Please set out the lines below as a numbered list, leaving out any blank lines and the pictures.

(Entries for pointing and labeling)
+-------+

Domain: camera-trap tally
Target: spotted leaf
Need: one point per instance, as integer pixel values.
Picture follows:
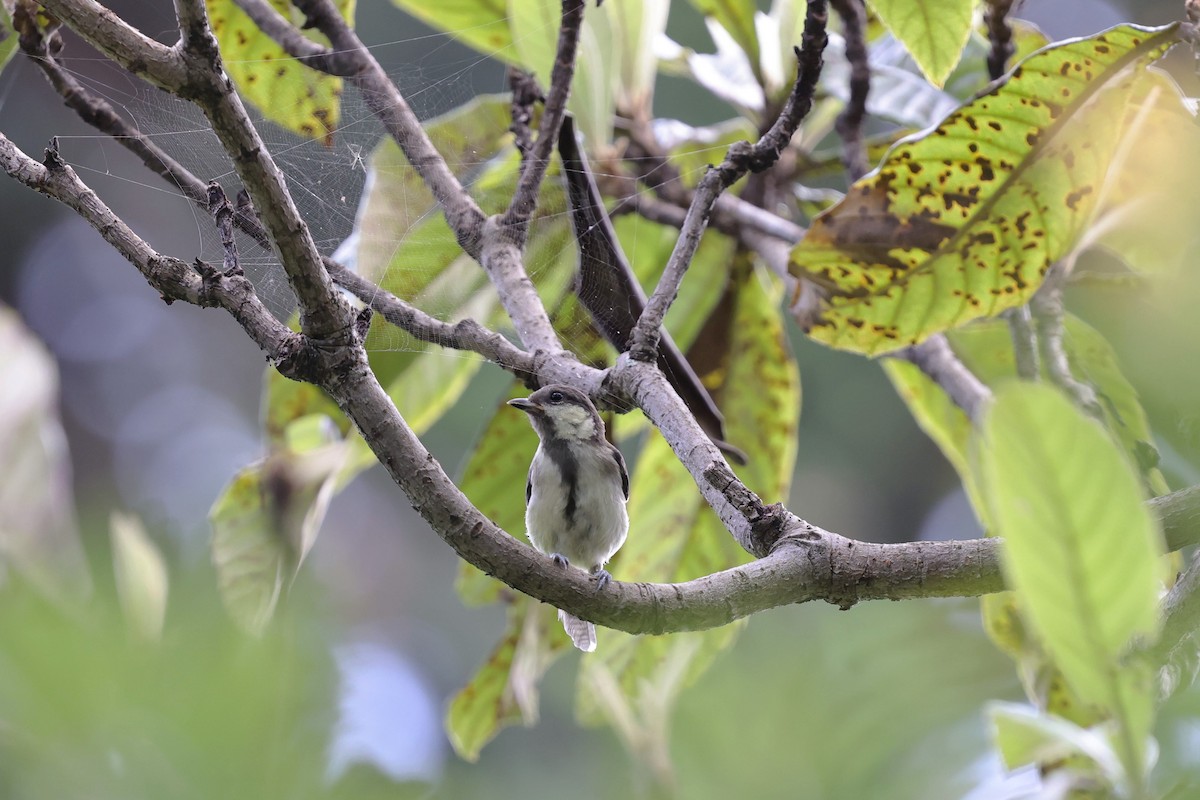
(287, 92)
(965, 220)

+-------+

Final answer:
1. Domain: camera-trap tally
2. Target: spotted leaf
3. Need: one point per instance, as integer pixel values.
4. Picture follows:
5. (287, 92)
6. (965, 220)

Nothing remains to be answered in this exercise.